EXERCISE BRIEF.
Write out exactly, please, the lines from the one containing "[tag] pet pride" to the end of the material.

RECORDS.
○ ○ ○ ○ ○ ○ ○

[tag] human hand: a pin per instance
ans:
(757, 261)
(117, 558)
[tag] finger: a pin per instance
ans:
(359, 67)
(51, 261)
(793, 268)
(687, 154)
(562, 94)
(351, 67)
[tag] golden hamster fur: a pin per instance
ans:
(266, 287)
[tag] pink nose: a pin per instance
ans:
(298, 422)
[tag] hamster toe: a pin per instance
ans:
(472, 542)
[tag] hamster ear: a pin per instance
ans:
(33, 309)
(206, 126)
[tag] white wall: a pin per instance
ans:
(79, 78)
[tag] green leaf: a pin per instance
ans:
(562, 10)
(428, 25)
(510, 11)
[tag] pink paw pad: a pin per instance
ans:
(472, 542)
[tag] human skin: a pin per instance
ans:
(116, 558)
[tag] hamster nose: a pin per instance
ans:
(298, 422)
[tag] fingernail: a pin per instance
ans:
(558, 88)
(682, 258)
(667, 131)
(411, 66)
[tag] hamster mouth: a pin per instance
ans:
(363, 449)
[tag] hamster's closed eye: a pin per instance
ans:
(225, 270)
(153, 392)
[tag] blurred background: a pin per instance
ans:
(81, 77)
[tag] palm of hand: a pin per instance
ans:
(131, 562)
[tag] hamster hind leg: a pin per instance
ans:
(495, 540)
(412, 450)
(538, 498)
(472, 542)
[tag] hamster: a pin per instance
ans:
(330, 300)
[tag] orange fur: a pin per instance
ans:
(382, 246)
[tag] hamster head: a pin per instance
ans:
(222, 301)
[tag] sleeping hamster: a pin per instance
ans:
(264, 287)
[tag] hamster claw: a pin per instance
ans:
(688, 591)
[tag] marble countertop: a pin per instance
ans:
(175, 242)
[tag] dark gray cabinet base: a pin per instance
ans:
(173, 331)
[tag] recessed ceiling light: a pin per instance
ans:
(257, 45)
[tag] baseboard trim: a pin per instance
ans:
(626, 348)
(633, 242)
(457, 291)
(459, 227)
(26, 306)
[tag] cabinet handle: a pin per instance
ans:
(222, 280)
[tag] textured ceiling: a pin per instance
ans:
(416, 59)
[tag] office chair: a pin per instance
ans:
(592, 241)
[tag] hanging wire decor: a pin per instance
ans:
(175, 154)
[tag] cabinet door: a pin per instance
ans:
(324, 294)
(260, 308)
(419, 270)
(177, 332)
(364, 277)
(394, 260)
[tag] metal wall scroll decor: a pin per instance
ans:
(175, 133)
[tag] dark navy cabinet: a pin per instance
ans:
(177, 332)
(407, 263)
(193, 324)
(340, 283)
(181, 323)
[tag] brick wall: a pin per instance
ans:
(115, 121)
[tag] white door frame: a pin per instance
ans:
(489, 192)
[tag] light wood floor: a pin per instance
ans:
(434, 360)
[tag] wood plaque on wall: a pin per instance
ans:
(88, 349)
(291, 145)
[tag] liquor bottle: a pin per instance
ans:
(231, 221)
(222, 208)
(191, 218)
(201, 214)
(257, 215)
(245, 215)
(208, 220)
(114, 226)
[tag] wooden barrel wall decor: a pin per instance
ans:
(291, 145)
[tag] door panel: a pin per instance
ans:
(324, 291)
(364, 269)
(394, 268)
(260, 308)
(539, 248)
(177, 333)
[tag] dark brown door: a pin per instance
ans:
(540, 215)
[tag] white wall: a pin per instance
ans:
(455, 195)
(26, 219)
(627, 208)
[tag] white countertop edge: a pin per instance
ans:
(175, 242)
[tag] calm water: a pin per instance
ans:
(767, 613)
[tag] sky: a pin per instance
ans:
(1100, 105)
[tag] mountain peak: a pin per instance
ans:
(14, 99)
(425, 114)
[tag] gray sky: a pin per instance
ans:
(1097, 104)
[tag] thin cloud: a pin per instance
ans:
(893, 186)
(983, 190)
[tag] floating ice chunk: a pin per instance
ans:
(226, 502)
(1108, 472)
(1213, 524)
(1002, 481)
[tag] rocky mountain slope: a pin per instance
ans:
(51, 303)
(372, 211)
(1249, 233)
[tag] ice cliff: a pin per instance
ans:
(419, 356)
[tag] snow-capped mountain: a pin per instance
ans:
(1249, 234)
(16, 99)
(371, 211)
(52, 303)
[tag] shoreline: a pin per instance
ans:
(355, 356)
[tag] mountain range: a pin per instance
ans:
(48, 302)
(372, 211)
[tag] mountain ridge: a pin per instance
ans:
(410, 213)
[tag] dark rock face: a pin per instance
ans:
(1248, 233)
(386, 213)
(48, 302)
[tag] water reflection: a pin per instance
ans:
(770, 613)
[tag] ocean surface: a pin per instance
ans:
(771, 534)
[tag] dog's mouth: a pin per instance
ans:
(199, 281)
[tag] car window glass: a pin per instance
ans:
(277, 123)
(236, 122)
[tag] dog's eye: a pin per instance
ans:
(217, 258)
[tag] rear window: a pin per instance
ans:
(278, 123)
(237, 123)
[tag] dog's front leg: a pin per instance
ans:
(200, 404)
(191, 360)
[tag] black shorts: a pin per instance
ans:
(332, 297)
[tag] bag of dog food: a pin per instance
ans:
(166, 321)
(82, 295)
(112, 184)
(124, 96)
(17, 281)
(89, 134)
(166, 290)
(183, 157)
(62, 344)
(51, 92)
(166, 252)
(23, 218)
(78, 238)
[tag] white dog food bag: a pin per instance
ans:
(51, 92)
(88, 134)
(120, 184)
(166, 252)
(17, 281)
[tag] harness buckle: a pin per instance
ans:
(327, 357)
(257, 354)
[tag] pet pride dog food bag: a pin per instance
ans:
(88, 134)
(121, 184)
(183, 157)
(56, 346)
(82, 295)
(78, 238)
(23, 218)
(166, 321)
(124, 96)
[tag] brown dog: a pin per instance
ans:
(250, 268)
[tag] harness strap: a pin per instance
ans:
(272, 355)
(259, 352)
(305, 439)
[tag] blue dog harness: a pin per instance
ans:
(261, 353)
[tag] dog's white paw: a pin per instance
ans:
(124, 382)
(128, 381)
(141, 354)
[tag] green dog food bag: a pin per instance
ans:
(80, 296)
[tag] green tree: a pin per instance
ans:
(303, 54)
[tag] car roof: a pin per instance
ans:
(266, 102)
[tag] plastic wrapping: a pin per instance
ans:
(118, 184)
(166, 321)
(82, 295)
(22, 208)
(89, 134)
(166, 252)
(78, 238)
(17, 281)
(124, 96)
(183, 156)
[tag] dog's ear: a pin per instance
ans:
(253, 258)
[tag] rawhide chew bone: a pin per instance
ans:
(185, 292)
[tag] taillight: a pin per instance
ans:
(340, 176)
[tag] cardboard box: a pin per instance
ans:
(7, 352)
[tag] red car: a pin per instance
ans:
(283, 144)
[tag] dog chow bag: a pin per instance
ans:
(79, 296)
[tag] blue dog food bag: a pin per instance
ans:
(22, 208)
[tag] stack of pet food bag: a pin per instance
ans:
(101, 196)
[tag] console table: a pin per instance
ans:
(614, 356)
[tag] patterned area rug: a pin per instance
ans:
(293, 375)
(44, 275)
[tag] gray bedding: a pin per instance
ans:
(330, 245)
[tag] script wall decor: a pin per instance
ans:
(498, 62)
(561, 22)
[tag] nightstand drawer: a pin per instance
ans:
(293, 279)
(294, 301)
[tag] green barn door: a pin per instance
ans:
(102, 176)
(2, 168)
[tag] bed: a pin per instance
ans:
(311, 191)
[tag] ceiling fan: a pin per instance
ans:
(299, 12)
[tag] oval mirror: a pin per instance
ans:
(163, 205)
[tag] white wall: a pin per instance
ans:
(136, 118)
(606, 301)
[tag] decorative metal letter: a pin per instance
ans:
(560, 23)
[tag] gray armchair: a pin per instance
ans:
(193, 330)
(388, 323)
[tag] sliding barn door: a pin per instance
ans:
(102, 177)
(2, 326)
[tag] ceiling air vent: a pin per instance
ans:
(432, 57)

○ ○ ○ ○ ○ ○ ○

THE COMPLETED TASK.
[tag] pet pride dog food bag: a pin per instance
ans:
(88, 134)
(121, 184)
(183, 157)
(56, 346)
(82, 295)
(78, 238)
(23, 218)
(166, 321)
(124, 96)
[tag] brown dog: a pin per instance
ans:
(250, 268)
[tag] harness strap: a pin per instance
ans:
(272, 355)
(259, 352)
(305, 439)
[tag] blue dog harness: a pin per instance
ans:
(261, 353)
[tag] dog's white paw: a pin per instance
ans:
(124, 382)
(128, 381)
(141, 354)
[tag] green dog food bag: a pin per instance
ans:
(80, 296)
[tag] green tree: a pin per instance
ans:
(303, 54)
[tag] car roof: a pin per instance
ans:
(266, 102)
[tag] plastic wrapping: a pin per instance
ans:
(118, 184)
(166, 321)
(82, 295)
(22, 208)
(89, 134)
(166, 252)
(78, 238)
(17, 281)
(124, 96)
(183, 156)
[tag] dog's ear: a pin per instance
ans:
(253, 258)
[tag] rawhide chew bone: a pin per instance
ans:
(185, 292)
[tag] taillight: a pin per instance
ans:
(340, 176)
[tag] cardboard box: a pin per instance
ans:
(7, 352)
[tag] red car: a pin per instance
ans:
(283, 144)
[tag] dog chow bag: a pin per instance
ans:
(79, 296)
[tag] blue dog food bag: a pin per instance
ans:
(22, 208)
[tag] stack of pet food bag: a pin per instance
ans:
(101, 196)
[tag] console table: a pin per instance
ans:
(614, 356)
[tag] patterned area rug: a pin per instance
ans:
(293, 375)
(44, 275)
[tag] gray bedding: a pin per instance
ans:
(330, 245)
[tag] script wall decor: a pin per instance
ans:
(498, 62)
(561, 22)
[tag] nightstand drawer: a pin per instance
ans:
(293, 279)
(294, 301)
[tag] green barn door: a pin per instance
ans:
(102, 176)
(2, 168)
[tag] bed: a pin per instance
ans:
(311, 191)
[tag] ceiling fan: a pin per instance
ans:
(299, 12)
[tag] oval mirror: a pin per instance
ans:
(163, 205)
[tag] white wall: a pin per instance
ans:
(136, 118)
(606, 301)
[tag] decorative metal letter: a pin per instance
ans:
(560, 23)
[tag] gray armchair: a pin per instance
ans:
(193, 330)
(388, 323)
[tag] sliding barn door: a pin per instance
ans:
(102, 177)
(2, 326)
[tag] ceiling air vent: a pin per instance
ans:
(432, 57)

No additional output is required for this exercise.